(Records from a collection)

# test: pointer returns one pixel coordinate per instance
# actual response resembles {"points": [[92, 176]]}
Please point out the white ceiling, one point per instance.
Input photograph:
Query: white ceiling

Problem requirements:
Please extract every line of the material above and reproduce each one word for word.

Final result:
# test: pointer returns one pixel coordinate per instance
# actual response resembles {"points": [[92, 176]]}
Please point out the white ceiling, one point per instance.
Input photograph:
Query: white ceiling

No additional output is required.